[Travail demandé] Transcrivez sans rien changer tout ce qui va de « Tout digger de » jusqu'à « comme ça ?) » dans la critique de l'album LOIN-PRES ci-dessous.

Arielle Tombale, chanson rétro du futur

Tout digger de musique dévoué connaît ce sentiment à la découverte d’une perle rare, un album qui vous transporte et que personne ne connaît, dont il va pouvoir révéler l’existence à tous ses amis, qui lui diront à la prochaine soirée avec des étoiles dans les yeux : hey, j’ai poncé l’album que t’as partagé, c’est tip top ça ! (vos amis aussi parlent comme ça ?)

 

Arielle Tombale, chanson rétro du futur

 

C’est d’un album comme ça dont on va parler aujourd’hui. LOIN-PRES, d’Arielle Tombale, dont le pseudo à la fois drôle, beau et triste laisse déjà pressentir une certaine forme de génie, est une de ces œuvres qui nous fait désespérer sur le monde. Hein, quoi ? Je m’explique. À penser à la soupe prédominante qu’on nous sert toute la semaine entre les radios ou les magazines spécialisés (mais spécialisé dans quoi je vous le demande?), des chansons sans âme, des mélodies sans intérêts, des albums chiants comme un couvre feu à 19h, on se demande pourquoi ? Pourquoi de tels talents sont-ils encore dans l’ombre ? Où sont-ils les patrons de labels, les journalistes influents, sinon à se jeter sur de tels chefs d’œuvres ? Où sont-ils, les programmateurs courageux, les directeurs de publication intègres ? Le monde de la musique est il désespérément consanguin ? Ce sont toutes ces questions existentielles que je me pose à l’écoute de ce genre d’album. Qui exagère ?

Cette tribune article est là pour parler de cet album donc, LOIN-PRES, compilation de morceaux composés lors du premier confinement en 2020, pour une compétition musicale à thèmes en ligne nommée Le marathon de la semaine. Vous croyiez savoir ce qu’est une mélodie efficace, ce qu’est un texte bien écrit, ce qu’est la poésie ? Vous croyiez savoir ce qu’est le punk et la pop ? Et bien vous vous trompiez, nous nous trompions, une partie du paysage nous avait échappé – et quel plaisir dans la prise de conscience de cette ignorance. Cette voix autotunée brute, directe, un peu désabusée mais malgré tout remplie à ras bord d’émotion, ces guitares mal accordées, cette batterie électronique façon preset de clavier Yamaha sur-mixée à la binarité libératrice, ces synthés façonnés à même le vent. Et surtout quel génie de composition, d’arrangement et de mélodie ! Le genre d’album à vous donner la confiance que vous aussi vous pourriez faire des miracles avec du fil et du scotch, qui avec trois fois rien fait naître la magie de la musique, qui nous rappelle, l’avait-on oublié, qu’il ne faut pas forcément un set home studio à 13500 euros pour faire des suites d’accords qui percent le cœur, pour écrire des refrains venus d’ailleurs.

[Extraits de données]

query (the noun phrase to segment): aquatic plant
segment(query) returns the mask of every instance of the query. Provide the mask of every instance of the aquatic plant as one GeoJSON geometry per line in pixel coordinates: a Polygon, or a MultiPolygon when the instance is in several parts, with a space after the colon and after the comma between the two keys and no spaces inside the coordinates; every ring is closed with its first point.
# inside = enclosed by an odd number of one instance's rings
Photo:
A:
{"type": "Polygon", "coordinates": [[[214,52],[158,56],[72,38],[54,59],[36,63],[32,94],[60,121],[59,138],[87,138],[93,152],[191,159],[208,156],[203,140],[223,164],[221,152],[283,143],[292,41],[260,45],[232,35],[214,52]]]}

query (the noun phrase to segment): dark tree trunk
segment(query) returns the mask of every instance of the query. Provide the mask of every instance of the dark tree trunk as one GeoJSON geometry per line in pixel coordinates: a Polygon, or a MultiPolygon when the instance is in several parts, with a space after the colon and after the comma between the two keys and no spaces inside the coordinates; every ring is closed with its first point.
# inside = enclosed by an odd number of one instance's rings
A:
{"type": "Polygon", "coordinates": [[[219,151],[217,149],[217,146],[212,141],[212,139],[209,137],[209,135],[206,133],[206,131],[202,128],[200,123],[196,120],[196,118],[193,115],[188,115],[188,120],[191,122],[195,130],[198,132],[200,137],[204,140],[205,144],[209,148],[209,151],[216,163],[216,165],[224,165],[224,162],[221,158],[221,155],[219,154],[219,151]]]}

[Réponse produite]
Tout digger de musique dévoué connaît ce sentiment à la découverte d’une perle rare, un album qui vous transporte et que personne ne connaît, dont il va pouvoir révéler l’existence à tous ses amis, qui lui diront à la prochaine soirée avec des étoiles dans les yeux : hey, j’ai poncé l’album que t’as partagé, c’est tip top ça ! (vos amis aussi parlent comme ça ?)